* Reading text:
[Start of Attachment]

The Stephen King adaptation has been a part of another strong year for horror.
There have been so many memorable horror films thus far in 2023 with many more still to come. However, one of the biggest surprises that haunted the summer was The Boogeyman. The Rob Savage-directed adaptation of Stephen King’s short story made jump scares an art form and brought in a respectable box office return back in June. Now it’s been announced that The Boogeyman will be scaring its way to Hulu on Thursday, October 5. This is a part of the streamer’s spooky Huluween month-long event.
What’s ‘The Boogeyman’ About?
The Boogeyman follows Sadie Harper (Sophie Thatcher) and her younger sister Sawyer (Vivien Lyra Blair) after the sudden passing of their mother spins the family into chaos and their therapist father (Chris Messina) hasn’t been there for them. However, when one of his patients brings a supernatural force only known as “The Boogeyman” into their home, the Harper family must come together to survive or get consumed by the darkness heightened by their own pre-existing trauma.

[End of Attachment]

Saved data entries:
[Start of Attachment]

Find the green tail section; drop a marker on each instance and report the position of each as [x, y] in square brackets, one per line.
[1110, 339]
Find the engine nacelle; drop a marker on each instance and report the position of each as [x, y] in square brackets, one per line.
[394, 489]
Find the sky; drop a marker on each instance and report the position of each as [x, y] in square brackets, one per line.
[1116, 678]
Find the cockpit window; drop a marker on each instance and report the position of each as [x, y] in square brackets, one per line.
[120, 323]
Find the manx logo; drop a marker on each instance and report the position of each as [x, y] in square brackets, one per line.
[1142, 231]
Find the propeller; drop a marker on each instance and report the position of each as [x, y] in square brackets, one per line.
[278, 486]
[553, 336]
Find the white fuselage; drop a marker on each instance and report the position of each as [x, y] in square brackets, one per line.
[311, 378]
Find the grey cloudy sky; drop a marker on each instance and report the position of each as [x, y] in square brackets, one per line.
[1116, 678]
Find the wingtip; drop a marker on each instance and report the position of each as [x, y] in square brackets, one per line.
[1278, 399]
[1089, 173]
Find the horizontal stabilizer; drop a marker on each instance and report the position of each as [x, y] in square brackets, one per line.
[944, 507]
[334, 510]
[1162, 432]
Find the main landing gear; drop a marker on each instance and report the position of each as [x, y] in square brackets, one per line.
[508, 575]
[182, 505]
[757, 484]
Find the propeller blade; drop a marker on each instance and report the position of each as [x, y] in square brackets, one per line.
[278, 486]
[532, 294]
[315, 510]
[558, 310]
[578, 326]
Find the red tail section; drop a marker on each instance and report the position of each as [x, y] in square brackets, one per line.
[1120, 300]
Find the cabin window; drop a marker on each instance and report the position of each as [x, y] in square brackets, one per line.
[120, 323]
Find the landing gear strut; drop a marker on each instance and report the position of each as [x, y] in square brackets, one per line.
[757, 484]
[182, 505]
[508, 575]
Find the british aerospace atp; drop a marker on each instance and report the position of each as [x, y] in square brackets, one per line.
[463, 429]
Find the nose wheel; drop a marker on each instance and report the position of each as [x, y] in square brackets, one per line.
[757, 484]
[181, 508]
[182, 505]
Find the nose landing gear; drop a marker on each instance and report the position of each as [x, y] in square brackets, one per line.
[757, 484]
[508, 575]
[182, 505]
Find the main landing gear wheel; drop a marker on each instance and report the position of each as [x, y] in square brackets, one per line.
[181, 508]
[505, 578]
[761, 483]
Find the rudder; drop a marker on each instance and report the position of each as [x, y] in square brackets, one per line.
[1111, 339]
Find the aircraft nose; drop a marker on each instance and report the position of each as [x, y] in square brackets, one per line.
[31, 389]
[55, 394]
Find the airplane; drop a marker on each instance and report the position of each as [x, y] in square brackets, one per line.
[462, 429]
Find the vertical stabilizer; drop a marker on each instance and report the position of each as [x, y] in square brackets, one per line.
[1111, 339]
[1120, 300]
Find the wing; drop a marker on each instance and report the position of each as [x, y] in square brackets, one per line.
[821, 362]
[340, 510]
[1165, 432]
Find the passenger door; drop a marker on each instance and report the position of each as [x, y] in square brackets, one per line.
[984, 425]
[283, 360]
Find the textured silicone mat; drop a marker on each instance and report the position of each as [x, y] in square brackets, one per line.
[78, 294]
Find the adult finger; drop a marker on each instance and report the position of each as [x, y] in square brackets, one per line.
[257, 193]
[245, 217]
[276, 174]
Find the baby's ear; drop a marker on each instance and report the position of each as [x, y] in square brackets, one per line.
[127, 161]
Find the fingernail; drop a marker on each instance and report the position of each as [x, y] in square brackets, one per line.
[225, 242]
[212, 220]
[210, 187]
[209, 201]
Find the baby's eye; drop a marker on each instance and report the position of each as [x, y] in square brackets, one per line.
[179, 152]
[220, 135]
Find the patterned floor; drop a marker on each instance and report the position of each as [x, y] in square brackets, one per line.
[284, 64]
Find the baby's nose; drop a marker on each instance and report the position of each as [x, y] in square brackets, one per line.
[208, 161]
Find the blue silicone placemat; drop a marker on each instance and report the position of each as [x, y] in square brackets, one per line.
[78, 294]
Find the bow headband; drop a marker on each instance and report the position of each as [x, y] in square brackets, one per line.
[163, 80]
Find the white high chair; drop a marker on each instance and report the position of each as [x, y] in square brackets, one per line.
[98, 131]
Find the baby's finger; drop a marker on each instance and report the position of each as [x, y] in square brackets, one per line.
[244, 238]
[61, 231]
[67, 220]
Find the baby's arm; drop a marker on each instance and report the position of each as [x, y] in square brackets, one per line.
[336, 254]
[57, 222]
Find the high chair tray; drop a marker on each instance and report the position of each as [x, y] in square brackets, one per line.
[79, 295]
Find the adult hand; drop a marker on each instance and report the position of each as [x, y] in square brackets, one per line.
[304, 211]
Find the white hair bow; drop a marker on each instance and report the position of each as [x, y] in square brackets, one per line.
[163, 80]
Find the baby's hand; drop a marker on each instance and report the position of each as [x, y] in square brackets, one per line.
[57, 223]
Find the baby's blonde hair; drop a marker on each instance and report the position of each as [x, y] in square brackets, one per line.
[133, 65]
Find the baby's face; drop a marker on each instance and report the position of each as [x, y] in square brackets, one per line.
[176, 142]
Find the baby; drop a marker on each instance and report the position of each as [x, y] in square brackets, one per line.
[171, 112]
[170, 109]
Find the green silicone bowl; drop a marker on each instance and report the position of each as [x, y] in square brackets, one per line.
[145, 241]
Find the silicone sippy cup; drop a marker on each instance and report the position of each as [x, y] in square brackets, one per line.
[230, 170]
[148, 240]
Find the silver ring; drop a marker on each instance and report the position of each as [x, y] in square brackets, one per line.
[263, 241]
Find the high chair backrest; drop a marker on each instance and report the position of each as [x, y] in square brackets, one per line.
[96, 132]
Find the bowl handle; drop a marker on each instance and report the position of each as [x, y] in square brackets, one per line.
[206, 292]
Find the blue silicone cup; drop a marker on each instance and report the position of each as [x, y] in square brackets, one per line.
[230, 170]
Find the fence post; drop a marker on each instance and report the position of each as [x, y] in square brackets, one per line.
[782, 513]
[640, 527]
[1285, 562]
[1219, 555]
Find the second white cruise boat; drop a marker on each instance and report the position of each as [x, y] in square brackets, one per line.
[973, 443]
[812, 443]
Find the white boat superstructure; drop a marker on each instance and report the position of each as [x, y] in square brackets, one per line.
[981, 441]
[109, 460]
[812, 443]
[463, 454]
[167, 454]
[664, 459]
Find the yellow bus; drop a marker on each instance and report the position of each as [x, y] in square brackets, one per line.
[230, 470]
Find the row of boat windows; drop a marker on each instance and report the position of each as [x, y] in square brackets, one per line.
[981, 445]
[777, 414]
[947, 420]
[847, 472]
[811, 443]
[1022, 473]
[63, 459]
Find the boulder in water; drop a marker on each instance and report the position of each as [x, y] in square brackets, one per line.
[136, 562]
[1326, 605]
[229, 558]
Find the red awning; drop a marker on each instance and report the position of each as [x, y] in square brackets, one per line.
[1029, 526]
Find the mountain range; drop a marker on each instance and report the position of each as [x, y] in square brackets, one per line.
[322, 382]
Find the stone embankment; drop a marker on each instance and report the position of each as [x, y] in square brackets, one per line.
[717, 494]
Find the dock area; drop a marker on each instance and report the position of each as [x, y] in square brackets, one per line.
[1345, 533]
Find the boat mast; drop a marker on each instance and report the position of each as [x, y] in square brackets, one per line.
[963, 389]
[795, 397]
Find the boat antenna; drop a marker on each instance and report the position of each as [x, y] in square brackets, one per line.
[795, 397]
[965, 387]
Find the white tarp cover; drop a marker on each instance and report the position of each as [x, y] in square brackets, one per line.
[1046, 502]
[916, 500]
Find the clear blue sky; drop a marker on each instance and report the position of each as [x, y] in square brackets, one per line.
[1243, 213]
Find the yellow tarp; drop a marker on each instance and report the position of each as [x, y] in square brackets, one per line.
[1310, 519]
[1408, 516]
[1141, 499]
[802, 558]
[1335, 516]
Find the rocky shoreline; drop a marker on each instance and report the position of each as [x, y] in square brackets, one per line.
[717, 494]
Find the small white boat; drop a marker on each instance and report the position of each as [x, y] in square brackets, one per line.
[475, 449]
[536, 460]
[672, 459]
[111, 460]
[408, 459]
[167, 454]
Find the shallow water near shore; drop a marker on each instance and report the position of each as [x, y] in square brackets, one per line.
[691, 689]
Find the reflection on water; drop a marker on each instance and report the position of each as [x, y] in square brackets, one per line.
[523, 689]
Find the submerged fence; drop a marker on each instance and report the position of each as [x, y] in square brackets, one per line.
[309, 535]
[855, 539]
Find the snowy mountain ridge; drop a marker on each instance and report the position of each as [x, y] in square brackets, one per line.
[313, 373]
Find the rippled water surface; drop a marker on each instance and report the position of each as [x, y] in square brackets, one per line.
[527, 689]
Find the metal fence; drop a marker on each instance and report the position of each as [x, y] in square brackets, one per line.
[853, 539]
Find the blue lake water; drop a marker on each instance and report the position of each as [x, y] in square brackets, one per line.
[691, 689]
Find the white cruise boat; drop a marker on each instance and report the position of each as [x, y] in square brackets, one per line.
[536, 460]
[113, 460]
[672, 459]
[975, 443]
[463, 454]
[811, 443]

[End of Attachment]

* Tasks to complete:
1. According to the article on The Boogeyman, what day and date does the film arrive on Hulu?
2. Continue the article on The Boogeyman from its last sentence.

* Replies:
1. Thursday, October 5.

2.
While King adaptations have been very hit-or-miss over the last four decades, The Boogeyman succeeded because it didn’t try to reinvent the horror wheel. It simply focused on great emotional performances, a thick oppressive atmosphere, and pitch-perfect jump scares. Savage has experience in the genre with underrated found footage gems like Host and Dashcam. With The Boogeyman, he continues to understand what makes horror fans tick under a more traditional lens and the edge-of-your-seat tension was only heightened by the family trauma at its core.
Both critics and audiences responded to that classic approach too. The Boogeyman scared up a fresh 61% on Rotten Tomatoes while taking in over $67 million at the box office on a $35 million budget. Moviegoers are craving quality horror — when 2023 is put into the cinematic record books it will be remembered more for films like Scream VI, Evil Dead Rise, and M3GAN, but The Boogeyman’s success shouldn’t be overlooked. It’s up there with some of the best King adaptations ever made.